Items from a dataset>
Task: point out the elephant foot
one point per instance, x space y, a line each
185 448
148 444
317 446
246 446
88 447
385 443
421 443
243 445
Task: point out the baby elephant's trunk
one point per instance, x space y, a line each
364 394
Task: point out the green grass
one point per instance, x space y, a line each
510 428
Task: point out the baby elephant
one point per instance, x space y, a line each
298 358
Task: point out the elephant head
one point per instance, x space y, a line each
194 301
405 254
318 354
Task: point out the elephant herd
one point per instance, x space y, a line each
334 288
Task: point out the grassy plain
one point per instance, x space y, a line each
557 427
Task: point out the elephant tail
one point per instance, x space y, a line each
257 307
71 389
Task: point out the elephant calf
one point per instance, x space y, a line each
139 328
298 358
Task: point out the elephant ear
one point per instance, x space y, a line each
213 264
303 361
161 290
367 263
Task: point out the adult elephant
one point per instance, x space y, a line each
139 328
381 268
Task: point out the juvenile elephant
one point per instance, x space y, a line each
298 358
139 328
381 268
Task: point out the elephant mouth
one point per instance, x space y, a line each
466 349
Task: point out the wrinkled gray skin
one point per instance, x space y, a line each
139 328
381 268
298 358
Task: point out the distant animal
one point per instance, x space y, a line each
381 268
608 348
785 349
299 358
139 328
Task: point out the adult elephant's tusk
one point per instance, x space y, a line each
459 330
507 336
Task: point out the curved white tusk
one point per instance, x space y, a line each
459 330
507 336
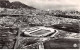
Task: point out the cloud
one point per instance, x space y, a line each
45 4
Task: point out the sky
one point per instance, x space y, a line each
52 4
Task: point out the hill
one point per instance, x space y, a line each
13 5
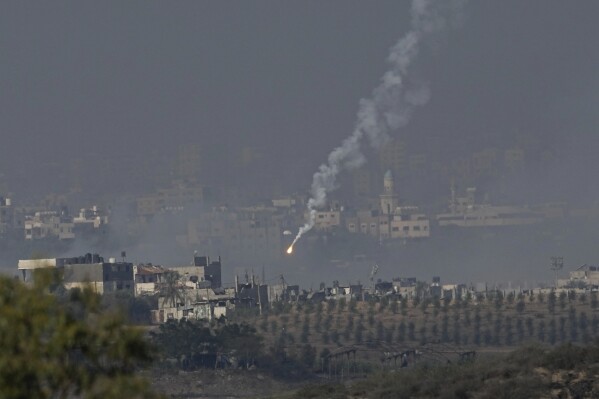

Goal of the exercise> Copy every one of the records above word for word, leaving out the pictures.

Written response>
Task: point out the elephant foot
one point per instance, x space y, a line each
185 448
148 444
317 446
246 446
88 447
385 443
421 443
243 445
Task: point out the baby elephant's trunk
one point per instance, x space y, a line each
364 394
Task: point out the green grass
one point per instance, x space y, a line each
510 428
Task: point out the baby elephant
one point per instance, x space y, a line each
298 358
Task: point out the elephant head
one point per instance, x space y, a line each
194 301
405 254
318 354
Task: point out the elephant herd
one point per instance, x space y, a line each
334 288
Task: point out the grassy plain
one point per instance, x space y, a line each
557 427
Task: point out the elephant tail
one point per instance, x space y, a line each
257 307
71 389
Task: point out the elephant calf
one point per instance, x space y, a line each
139 328
298 358
Task: point out the elephant ear
one point per instance, x space y, a line each
213 264
303 361
161 290
367 263
Task: point out the adult elephant
one point per instance, x space y, a line each
139 328
381 268
Task: point out the juvenile elephant
one point per instance, x space y, a line each
298 358
139 328
381 268
Task: point out the elephant mouth
one point per instance, x space y, a line each
466 349
Task: point out the wrinkled gray skin
one point per instance, x space y, a line each
139 328
381 268
298 358
Task: point out the distant animal
one point per instance, x space y, a line each
381 268
608 348
785 349
299 358
139 328
Task: point out the adult elephant's tusk
one point per instance, x space y, a line each
459 330
507 336
Task: point out the curved white tusk
one point per instance, x space y, a line each
459 330
507 336
Task: point out the cloud
one point per instance, x space y, a line each
45 4
Task: point out the sky
one point per instance, x space y, a line each
52 4
Task: point out the hill
one point per instance, x space y, a line each
13 5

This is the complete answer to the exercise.